AUFGABEN:
1. Wann fand laut dem Textauszug zum Bildungsföderalismus die Kultusministerkonferenz statt, deren Ergebnisse die Bildungsministerin darlegen soll?
2. Gib aus dem Textauszug zum Bildungsföderalismus den Abschnitt von „Jette Waldinger-Thiering (SSW)“ bis „Bayern und Baden-Württemberg.“ wortgetreu wieder.
3. Führe den Textauszug zum Bildungsföderalismus im Anschluss an seinen letzten Satz fort.

Dies könne „ein Quantensprung sein, um den Bildungsföderalismus für die Zukunft aufzustellen“, lobte Tobias von der Heide (CDU). Die Länder übernähmen „gemeinsam ihre im Grundgesetz verankerte Verantwortung“. Martin Habersaat (SPD) sah jedoch bei vielen Punkten den „Geist der Vergangenheit“ am Werk. Er forderte eine „Abkehr von der Schule der Industriegesellschaft hin zur Schule der Wissensgesellschaft“, und dazu gehörten mehr Ganztagsangebote, digitales Lernen, Inklusion oder die „Schule im eigenen Takt“ – die es ermöglichen soll, im eigenen Tempo zum Abschluss zu kommen.

„Die Menschen haben die Nase voll vom Hin und Her und von den Unterschieden in der Bildungspolitik der Länder“, merkte Ines Strehlau (Grüne) an. Bildung sei eine „gesamtstaatliche Aufgabe“, und der Bund müsse sich inhaltlich und finanziell stärker einbringen können. Auch Anita Klahn (FDP) verwies auf die „große Unzufriedenheit“ bei Schülern, Eltern und Lehrern“, etwa über die marode Ausstattung der Schulen und die schleppende Digitalisierung. Sie forderte ebenfalls eine stärkere finanzielle Beteiligung des Bundes, denn Länder und Kommunen seien „arm dran“. Zudem müssten die Themen Schulsozialarbeit und Begabtenförderung in der Ländervereinbarung aufgegriffen werden.

„Dänische Schulen profitieren vom Föderalismus“

Jette Waldinger-Thiering (SSW) bezeichnete den deutschen Bildungsföderalismus hingegen als „große Stärke“, denn er gestatte den dänischen Schulen im Lande eine eigenständige Entwicklung. Das KMK-Papier müsse das Problem des Lehrkräftemangels aufgreifen und stärker auf Chancengleichheit und Bildungsgerechtigkeit setzen. Der fraktionslose Abgeordnete Frank Brodehl (LKR) fordert eine „Orientierung an den Stärksten“ und verwies auf die „Erfolge“ in Bayern und Baden-Württemberg. 

Auf Druck der Koalitionsfraktionen soll Bildungsministerin Karin Prien (CDU) dem Parlament ihre Sichtweise zu den Ergebnissen der Kultusministerkonferenz (KMK), die Mitte Oktober vergangenen Jahres stattfand, darlegen. Die Minister der 16 Länder hatten eine „Ländervereinbarung“, die für mehr Einheitlichkeit und Zusammenarbeit in Deutschland sorgen soll, beschlossen. So wollen die Kultusminister die Schulausbildung und Schulabschlüsse in den kommenden Jahren deutlich vergleichbarer gestalten.

AUSZÜGE DER EINTRÄGE:

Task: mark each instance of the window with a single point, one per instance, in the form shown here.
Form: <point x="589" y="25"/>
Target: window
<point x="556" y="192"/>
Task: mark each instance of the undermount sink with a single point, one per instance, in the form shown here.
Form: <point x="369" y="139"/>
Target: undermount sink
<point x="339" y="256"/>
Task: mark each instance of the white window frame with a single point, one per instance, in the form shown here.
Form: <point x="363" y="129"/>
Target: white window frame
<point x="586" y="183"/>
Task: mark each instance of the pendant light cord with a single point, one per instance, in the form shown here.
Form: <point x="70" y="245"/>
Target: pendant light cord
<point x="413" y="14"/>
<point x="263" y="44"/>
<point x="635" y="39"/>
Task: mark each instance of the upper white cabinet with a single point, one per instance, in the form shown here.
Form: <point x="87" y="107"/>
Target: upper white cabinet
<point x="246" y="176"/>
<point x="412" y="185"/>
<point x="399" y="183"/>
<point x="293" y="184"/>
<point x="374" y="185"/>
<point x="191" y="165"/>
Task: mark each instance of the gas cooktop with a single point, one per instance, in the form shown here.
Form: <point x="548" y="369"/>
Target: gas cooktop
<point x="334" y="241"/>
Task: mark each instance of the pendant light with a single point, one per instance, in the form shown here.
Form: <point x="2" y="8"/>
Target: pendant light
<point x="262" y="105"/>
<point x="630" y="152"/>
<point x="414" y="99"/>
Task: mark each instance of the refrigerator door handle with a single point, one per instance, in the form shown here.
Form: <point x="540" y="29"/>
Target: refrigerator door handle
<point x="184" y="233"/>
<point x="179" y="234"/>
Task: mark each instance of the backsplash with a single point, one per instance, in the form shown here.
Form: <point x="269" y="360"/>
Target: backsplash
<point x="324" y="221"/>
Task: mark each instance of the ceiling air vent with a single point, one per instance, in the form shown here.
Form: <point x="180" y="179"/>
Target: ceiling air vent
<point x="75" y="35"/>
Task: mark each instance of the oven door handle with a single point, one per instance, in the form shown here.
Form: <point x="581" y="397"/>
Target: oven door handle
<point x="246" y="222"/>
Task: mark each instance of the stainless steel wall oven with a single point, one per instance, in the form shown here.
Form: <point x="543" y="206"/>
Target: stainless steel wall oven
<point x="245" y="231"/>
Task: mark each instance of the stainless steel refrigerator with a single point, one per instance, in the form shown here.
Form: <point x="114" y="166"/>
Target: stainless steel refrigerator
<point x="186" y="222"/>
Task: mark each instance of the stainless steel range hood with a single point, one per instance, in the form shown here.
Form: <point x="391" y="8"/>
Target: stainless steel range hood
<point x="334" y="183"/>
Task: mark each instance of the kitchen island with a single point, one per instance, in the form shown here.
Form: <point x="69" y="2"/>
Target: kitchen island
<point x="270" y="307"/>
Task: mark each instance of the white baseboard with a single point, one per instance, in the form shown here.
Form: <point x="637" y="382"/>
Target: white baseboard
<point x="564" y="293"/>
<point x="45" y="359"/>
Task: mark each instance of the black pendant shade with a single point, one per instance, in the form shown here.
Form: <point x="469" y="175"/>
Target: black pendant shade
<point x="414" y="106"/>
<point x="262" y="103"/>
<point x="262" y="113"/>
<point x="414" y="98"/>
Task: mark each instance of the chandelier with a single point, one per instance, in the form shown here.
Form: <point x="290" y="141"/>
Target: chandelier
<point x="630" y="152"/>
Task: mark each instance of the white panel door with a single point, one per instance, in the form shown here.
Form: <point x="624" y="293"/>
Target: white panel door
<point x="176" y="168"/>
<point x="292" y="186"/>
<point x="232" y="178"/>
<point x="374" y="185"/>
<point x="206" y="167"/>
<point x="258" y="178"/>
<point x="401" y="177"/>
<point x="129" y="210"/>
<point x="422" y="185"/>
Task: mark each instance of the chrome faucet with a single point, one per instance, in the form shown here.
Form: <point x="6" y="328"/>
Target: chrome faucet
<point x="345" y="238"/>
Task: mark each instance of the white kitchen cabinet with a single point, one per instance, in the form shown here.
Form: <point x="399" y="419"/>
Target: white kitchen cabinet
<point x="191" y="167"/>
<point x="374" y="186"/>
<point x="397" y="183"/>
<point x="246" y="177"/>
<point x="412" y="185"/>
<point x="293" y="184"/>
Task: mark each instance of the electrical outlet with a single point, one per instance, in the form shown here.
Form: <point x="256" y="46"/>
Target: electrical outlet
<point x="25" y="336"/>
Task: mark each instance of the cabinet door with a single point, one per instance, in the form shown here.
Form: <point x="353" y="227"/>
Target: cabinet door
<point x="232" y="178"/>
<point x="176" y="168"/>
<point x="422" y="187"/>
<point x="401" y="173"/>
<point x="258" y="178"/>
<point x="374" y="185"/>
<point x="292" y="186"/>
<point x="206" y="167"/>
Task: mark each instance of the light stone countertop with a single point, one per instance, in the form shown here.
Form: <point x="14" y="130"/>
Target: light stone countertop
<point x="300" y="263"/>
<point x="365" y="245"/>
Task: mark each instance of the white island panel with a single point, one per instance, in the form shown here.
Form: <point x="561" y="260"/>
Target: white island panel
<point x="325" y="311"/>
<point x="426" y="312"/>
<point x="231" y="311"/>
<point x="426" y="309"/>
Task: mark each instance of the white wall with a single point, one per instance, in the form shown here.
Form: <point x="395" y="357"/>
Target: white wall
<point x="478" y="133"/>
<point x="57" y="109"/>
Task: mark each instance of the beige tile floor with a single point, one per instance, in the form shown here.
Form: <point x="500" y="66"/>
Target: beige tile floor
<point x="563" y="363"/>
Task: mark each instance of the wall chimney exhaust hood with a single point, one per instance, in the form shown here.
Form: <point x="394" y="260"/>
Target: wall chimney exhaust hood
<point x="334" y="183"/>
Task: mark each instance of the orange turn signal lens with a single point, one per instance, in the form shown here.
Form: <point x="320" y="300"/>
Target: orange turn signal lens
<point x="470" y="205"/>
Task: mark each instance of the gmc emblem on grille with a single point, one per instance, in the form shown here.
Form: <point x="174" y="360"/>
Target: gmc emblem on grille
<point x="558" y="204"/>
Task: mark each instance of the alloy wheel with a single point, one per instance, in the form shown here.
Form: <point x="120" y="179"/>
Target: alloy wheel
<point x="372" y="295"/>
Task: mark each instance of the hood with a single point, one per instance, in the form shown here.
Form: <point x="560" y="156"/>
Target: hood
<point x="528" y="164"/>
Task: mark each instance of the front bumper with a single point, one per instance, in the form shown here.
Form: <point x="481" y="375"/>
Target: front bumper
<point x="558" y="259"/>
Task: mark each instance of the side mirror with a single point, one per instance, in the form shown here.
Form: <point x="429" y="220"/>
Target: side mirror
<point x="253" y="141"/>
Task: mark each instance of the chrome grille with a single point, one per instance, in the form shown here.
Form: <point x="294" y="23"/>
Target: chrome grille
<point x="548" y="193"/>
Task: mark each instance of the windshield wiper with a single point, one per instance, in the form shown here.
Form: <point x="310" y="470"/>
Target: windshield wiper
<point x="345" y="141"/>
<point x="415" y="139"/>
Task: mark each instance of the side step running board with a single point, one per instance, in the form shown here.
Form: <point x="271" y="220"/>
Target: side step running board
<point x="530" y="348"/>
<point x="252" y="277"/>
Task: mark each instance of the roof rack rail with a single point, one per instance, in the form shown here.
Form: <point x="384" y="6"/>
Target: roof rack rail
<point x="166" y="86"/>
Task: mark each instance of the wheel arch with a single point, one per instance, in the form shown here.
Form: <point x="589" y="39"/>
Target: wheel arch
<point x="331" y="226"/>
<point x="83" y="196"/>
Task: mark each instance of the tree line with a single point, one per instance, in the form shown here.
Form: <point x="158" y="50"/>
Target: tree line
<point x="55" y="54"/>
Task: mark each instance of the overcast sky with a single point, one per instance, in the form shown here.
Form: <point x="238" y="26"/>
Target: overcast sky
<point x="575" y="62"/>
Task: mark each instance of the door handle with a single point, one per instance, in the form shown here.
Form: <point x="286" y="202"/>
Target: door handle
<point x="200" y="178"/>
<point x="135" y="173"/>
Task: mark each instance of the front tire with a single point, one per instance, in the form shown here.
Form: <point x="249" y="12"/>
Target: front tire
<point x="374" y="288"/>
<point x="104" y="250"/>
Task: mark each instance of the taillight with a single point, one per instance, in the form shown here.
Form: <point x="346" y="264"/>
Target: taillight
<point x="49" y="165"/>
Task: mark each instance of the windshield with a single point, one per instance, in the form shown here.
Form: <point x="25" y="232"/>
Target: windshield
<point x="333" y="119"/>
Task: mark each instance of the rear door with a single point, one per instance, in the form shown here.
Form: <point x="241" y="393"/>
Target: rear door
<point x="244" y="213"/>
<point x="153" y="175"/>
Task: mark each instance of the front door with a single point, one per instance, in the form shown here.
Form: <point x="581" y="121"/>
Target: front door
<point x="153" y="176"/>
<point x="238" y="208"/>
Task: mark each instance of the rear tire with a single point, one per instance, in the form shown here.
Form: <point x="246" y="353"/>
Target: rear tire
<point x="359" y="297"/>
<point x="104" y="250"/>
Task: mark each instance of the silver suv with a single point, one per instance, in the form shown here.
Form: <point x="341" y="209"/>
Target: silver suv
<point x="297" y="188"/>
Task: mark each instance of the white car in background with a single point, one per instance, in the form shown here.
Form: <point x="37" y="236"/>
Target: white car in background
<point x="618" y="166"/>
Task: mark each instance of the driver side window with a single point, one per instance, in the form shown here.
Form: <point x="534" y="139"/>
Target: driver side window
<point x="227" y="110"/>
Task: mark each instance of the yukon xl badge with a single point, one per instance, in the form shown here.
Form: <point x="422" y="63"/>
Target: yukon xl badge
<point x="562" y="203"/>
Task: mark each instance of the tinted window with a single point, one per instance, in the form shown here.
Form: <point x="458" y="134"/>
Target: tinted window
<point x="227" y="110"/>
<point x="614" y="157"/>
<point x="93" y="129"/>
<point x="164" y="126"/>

ENDGÜLTIGE LÖSUNGEN:
1. Mitte Oktober vergangenen Jahres.

2.
Jette Waldinger-Thiering (SSW) bezeichnete den deutschen Bildungsföderalismus hingegen als „große Stärke“, denn er gestatte den dänischen Schulen im Lande eine eigenständige Entwicklung. Das KMK-Papier müsse das Problem des Lehrkräftemangels aufgreifen und stärker auf Chancengleichheit und Bildungsgerechtigkeit setzen. Der fraktionslose Abgeordnete Frank Brodehl (LKR) fordert eine „Orientierung an den Stärksten“ und verwies auf die „Erfolge“ in Bayern und Baden-Württemberg.

3.
Das Vertragspapier der KMK, das noch von den Ministerpräsidenten der Bundesländer unterzeichnet werden muss, soll das 56 Jahre alte „Hamburger Abkommen“ zur „Vereinheitlichung auf dem Gebiete des Schulwesens“ ablösen. Es beschreibt Grundsätze und Ziele der Zusammenarbeit der Länder. Im „Hamburger Abkommen“ waren unter anderem gemeinsame Regeln der Länder zur gegenseitigen Anerkennung von Schulabschlüssen, zu Schulferien, den Schularten und der Anerkennung von Lehramtsabschlüssen festgelegt.

Länderübergreifender Pool für Abi-Aufgaben

In der neuen Vereinbarung sichern sich die Länder unter anderem zu, „durch geeignete Maßnahmen“ dafür zu sorgen, dass Schüler bei einem länderübergreifenden Schulwechsel „ihre Bildungslaufbahn bruchlos fortsetzen können“. Ein wesentlicher Punkt sind die Abituraufgaben. Hier wollen sich die Länder dazu verpflichten, eine bestimmte Anzahl der Aufgaben aus einem gemeinsamen, länderübergreifenden Pool zu entnehmen.

Eingerichtet werden soll außerdem eine „Ständige wissenschaftliche Kommission der Kultusministerkonferenz“. Dieses in früheren Planungen auch „Bildungsrat“ genannte Gremium soll die Länder in Fragen der Weiterentwicklung des Bildungswesens unter anderem mit Blick auf eine bessere Vergleichbarkeit beraten.

Unterschiedliche Reaktionen

Schleswig-Holsteins Bildungsministerin Prien steht voll hinter den bildungspolitischen Beschlüssen der Kultusminister. Die Konferenz habe „für die Zukunft unseres Bildungssystems wegweisende Beschlüsse gefasst“, sagte die CDU-Politikerin nach der Konferenz. Mit der Verpflichtung der Länder, wesentliche Zukunftsthemen der Bildungspolitik in den kommenden Jahren mit klaren, gemeinsamen Zielen weiterzuentwickeln, werde den berechtigten Erwartungen an einen zeitgemäßen Bildungsföderalismus entsprochen.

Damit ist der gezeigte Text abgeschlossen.